--- Stated goal ---
Repeat the lines below word for word, from the very first one through the line containing "point(109, 412)", both included, and nothing past that.

--- Material to process ---
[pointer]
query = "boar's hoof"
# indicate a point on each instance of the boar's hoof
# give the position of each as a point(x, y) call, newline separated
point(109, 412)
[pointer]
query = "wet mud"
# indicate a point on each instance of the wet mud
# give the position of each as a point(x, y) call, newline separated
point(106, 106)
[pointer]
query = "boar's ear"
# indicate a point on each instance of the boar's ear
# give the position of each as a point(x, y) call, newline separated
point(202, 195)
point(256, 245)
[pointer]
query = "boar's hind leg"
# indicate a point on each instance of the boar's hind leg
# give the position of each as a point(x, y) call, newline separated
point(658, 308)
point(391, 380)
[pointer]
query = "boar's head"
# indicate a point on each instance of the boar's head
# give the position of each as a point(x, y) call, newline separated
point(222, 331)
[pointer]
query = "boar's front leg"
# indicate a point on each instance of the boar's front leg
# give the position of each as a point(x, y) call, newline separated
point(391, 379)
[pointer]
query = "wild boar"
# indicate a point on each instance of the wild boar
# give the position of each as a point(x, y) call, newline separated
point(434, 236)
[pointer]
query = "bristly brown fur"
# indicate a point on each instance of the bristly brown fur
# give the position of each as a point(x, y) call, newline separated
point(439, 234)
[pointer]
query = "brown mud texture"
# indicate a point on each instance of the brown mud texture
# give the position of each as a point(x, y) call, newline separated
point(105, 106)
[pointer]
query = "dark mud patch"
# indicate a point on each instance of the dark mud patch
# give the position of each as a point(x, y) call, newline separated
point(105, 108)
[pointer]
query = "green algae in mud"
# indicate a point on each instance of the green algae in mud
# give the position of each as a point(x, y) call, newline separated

--- Exercise result ---
[pointer]
query = "boar's hoof"
# indicate a point on each instance of the boar's hoof
# give the position of each as a point(x, y) call, newline separated
point(109, 412)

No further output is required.